Rewrite the stretch from the line that contains "Segment out cloud from the image above." through the line that contains "[[189, 141, 314, 227]]", changing "cloud" to "storm cloud" and leaving everything else as it is.
+++
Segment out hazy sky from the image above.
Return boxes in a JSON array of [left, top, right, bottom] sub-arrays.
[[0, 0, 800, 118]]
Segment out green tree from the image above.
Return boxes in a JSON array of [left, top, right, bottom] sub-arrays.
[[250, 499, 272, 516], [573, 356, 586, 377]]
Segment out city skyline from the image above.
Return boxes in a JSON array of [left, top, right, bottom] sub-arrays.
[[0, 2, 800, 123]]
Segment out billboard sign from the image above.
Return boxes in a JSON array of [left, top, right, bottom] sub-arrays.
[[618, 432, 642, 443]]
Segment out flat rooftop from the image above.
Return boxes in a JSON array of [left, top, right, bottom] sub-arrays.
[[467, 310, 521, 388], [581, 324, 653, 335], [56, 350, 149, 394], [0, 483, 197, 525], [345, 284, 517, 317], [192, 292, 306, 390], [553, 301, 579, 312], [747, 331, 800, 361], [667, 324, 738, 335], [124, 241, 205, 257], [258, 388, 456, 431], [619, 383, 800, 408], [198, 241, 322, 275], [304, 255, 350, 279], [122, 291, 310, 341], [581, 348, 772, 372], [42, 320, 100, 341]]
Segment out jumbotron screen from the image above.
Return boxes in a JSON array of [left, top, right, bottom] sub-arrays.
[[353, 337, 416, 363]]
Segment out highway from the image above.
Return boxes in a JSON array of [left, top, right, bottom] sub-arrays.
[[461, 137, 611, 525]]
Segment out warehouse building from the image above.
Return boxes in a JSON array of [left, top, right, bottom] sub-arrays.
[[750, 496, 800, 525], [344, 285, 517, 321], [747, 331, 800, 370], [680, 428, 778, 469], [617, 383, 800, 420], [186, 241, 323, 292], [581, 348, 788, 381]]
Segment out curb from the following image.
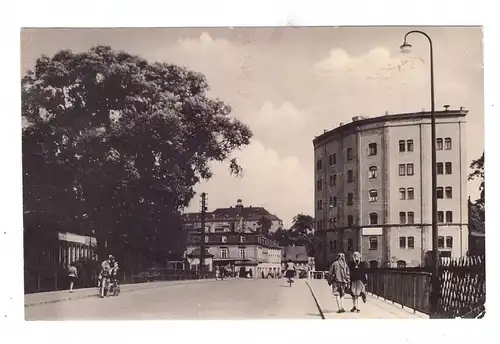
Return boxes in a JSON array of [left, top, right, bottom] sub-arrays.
[[305, 280, 326, 320], [24, 279, 216, 308]]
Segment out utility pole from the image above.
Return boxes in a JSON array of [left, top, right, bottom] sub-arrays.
[[200, 192, 207, 278]]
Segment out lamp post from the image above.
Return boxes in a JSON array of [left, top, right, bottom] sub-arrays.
[[400, 30, 441, 317]]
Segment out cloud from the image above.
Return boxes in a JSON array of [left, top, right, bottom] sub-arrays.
[[189, 141, 314, 227]]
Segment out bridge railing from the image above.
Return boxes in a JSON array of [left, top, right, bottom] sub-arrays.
[[366, 269, 431, 314], [366, 256, 486, 318]]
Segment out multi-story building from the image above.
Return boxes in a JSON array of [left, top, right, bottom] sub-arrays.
[[281, 246, 314, 272], [184, 199, 283, 233], [186, 229, 281, 277], [313, 107, 468, 269]]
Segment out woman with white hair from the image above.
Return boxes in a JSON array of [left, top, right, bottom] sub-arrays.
[[349, 252, 367, 313], [328, 253, 349, 313]]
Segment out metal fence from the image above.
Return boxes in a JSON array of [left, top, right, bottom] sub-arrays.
[[366, 256, 486, 318], [366, 269, 431, 313]]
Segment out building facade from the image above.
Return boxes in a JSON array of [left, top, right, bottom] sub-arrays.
[[184, 199, 283, 233], [313, 108, 468, 269], [186, 229, 281, 278]]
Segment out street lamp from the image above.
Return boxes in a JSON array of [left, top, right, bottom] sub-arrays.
[[400, 30, 441, 317]]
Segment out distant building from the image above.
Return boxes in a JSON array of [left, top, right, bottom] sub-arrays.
[[186, 229, 281, 277], [57, 233, 97, 267], [313, 107, 469, 269], [281, 246, 314, 272], [184, 199, 283, 233]]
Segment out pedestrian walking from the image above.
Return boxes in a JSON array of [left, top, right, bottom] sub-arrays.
[[328, 253, 349, 313], [349, 252, 367, 313], [68, 264, 78, 293]]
+++
> _EXERCISE OUTPUT_
Segment out storm cloud from the image above.
Return boxes in a JSON array of [left, top, right, bottom] sub-arrays.
[[189, 141, 314, 227]]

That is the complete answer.